DIRECTIONS FOR THIS TASK. How many lines below contain the word "cliff"? Reply with the number alone.

ENTRIES.
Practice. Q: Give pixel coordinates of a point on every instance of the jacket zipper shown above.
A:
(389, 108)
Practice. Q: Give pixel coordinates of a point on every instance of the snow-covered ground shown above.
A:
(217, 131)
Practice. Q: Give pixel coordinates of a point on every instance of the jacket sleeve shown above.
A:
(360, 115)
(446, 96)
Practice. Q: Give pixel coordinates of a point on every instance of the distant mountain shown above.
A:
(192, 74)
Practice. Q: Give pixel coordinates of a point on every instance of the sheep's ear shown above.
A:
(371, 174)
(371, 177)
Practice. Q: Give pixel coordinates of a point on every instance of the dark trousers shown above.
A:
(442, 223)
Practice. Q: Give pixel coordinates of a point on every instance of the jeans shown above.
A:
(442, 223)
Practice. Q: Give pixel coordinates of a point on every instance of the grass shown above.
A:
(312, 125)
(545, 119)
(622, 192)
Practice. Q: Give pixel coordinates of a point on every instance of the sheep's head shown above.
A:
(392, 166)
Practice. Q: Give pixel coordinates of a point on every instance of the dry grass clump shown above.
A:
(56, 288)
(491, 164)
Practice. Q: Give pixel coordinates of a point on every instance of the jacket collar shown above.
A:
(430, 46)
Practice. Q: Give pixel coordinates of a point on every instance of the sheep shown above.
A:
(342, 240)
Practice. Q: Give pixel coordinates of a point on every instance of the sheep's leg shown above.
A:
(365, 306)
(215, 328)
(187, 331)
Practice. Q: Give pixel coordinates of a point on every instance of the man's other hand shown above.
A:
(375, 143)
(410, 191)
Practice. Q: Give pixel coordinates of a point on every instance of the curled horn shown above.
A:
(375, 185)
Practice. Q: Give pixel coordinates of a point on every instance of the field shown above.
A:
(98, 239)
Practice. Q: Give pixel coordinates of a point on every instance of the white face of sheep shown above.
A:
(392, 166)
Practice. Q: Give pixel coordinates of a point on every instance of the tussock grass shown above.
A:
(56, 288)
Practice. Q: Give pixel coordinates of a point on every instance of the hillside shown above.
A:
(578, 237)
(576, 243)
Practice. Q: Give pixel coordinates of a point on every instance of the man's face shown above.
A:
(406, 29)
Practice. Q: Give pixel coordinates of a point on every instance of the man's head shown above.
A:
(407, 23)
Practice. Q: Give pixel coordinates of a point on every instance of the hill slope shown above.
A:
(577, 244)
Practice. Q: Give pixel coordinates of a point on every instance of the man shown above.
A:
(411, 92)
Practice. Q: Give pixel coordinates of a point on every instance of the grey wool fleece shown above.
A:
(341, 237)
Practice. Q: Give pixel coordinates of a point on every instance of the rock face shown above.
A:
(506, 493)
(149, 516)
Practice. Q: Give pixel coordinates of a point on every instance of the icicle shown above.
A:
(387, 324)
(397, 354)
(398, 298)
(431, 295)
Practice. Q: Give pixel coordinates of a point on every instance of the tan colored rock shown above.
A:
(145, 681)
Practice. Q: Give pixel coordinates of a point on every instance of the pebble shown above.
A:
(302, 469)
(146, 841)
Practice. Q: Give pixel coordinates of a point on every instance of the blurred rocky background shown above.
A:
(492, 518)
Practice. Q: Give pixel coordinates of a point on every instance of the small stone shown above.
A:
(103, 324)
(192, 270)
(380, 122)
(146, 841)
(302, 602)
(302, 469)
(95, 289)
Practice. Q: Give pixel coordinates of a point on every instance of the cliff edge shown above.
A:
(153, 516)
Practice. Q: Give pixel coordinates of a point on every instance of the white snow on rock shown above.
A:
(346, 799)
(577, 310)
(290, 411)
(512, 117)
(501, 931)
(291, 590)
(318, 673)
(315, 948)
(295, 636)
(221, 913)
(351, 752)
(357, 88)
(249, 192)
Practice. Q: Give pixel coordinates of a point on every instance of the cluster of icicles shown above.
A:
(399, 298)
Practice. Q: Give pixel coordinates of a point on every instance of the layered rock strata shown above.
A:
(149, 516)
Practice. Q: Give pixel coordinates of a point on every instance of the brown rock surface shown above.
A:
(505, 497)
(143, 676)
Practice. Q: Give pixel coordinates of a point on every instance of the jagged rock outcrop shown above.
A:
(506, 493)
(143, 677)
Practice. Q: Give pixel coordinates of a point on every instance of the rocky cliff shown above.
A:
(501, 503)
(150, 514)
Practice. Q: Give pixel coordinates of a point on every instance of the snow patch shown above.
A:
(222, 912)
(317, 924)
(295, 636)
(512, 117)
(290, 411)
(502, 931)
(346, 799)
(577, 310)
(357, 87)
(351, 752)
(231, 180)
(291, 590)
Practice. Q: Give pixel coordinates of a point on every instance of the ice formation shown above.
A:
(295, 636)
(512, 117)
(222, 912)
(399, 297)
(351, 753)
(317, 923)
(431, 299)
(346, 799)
==
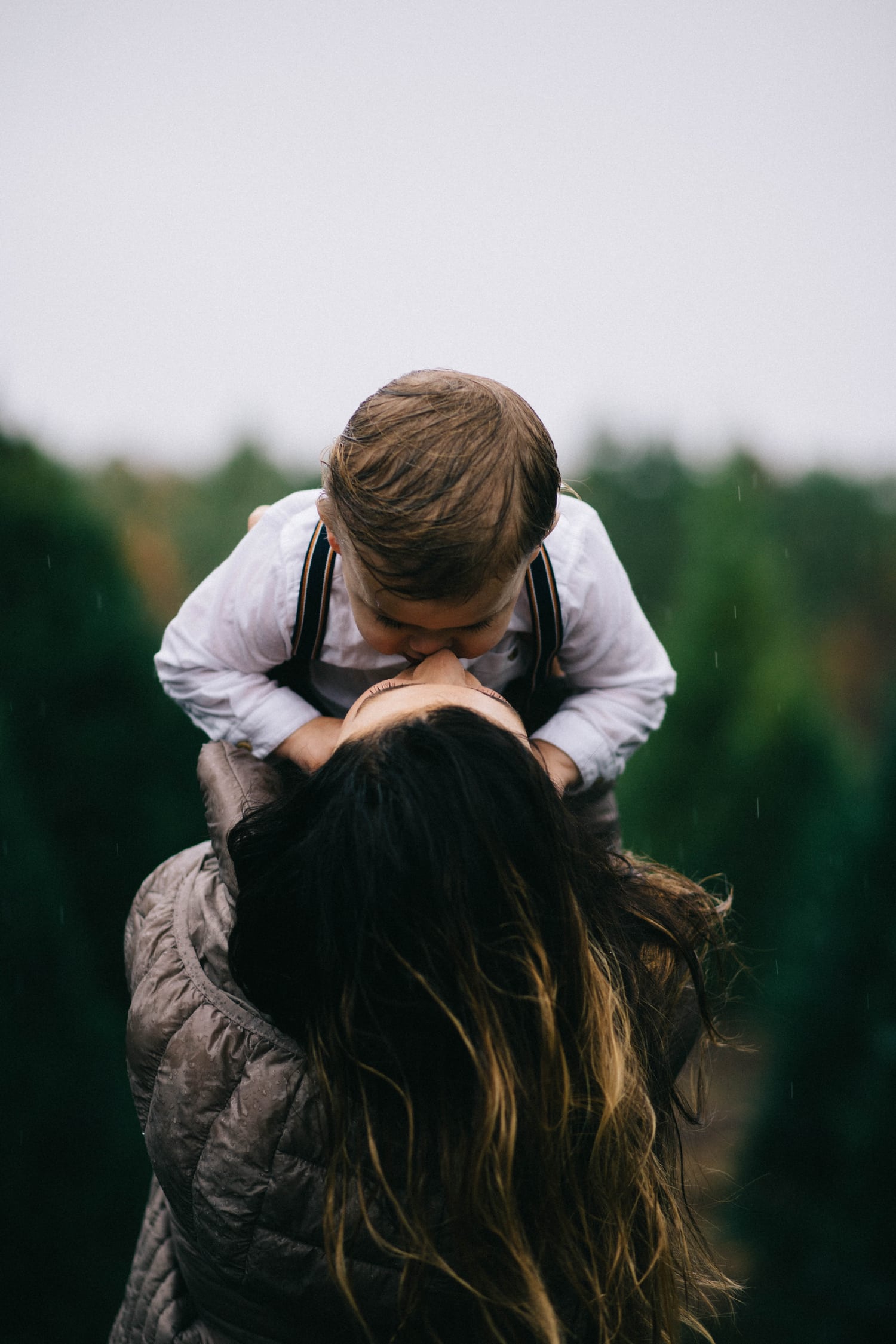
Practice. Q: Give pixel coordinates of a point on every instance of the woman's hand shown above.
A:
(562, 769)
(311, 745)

TASK SOLUTION. 2